TRECHO SELECIONADO:
Alice vive na pele a precarização das condições de vida e de higiene a qual está exposta a população de rua. Sua vulneração combina a perda de identidade formal (documentos) com a perda de identidade pessoal (elaboração acerca de sua própria pessoa). Os seus amigos de rua encontram dificuldades no processo de identificação. Alice encontra vários personagens transitórios, aquelas pessoas que encontramos nas metrópoles que desparecem para sempre: o poeta uruguaio/argentino, que não precisa ler, porque é poeta. E Lola, uma mulher, cujo processo de vulneração a levou para as ruas, embora seja proprietária de uma grande casa.

Como o flâneur, estudado por Benjamin (1989, p. 184-283), Alice experimenta múltiplos pontos de vista do comportamento humano. As pessoas são grandes paisagens afetivas, sentimentos diversos. Mas longe ser uma observadora desinteressada, ela tem uma missão: Achar um desconhecido, Cícero Araújo, a pedido de uma parenta, pois, o rapaz, filho de uma manicure, foi trabalhar na construção civil e nunca mais retornou. A contrário do flâneur benjaminiano, que faz um inventário das coisas, num trabalho de classificação característico da modernidade, a personagem de Rezende vai experimentando sentimentos, sensações, que são densidades e complexidades em suas superfícies. Ela está de passagem. E na busca de alguém também não encontra si mesma.

MATERIAL:
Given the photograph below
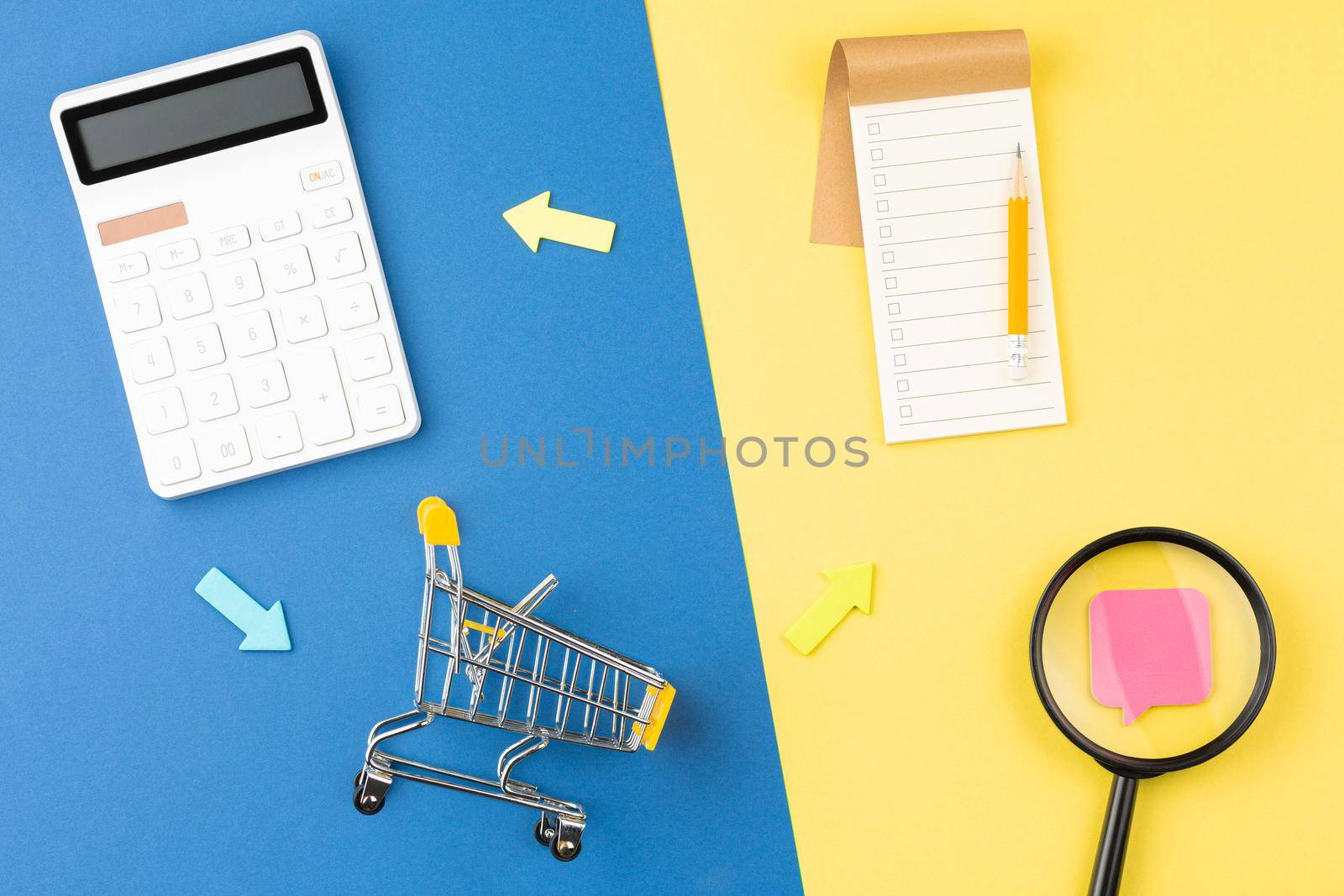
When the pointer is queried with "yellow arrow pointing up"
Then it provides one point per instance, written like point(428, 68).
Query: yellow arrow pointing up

ENUNCIADO:
Reproduza fielmente o trecho sobre Alice, começando em "Como o flâneur, estudado" e seguindo até "encontra si mesma.". Baseie-se somente no trecho.

RESPOSTA:
Como o flâneur, estudado por Benjamin (1989, p. 184-283), Alice experimenta múltiplos pontos de vista do comportamento humano. As pessoas são grandes paisagens afetivas, sentimentos diversos. Mas longe ser uma observadora desinteressada, ela tem uma missão: Achar um desconhecido, Cícero Araújo, a pedido de uma parenta, pois, o rapaz, filho de uma manicure, foi trabalhar na construção civil e nunca mais retornou. A contrário do flâneur benjaminiano, que faz um inventário das coisas, num trabalho de classificação característico da modernidade, a personagem de Rezende vai experimentando sentimentos, sensações, que são densidades e complexidades em suas superfícies. Ela está de passagem. E na busca de alguém também não encontra si mesma.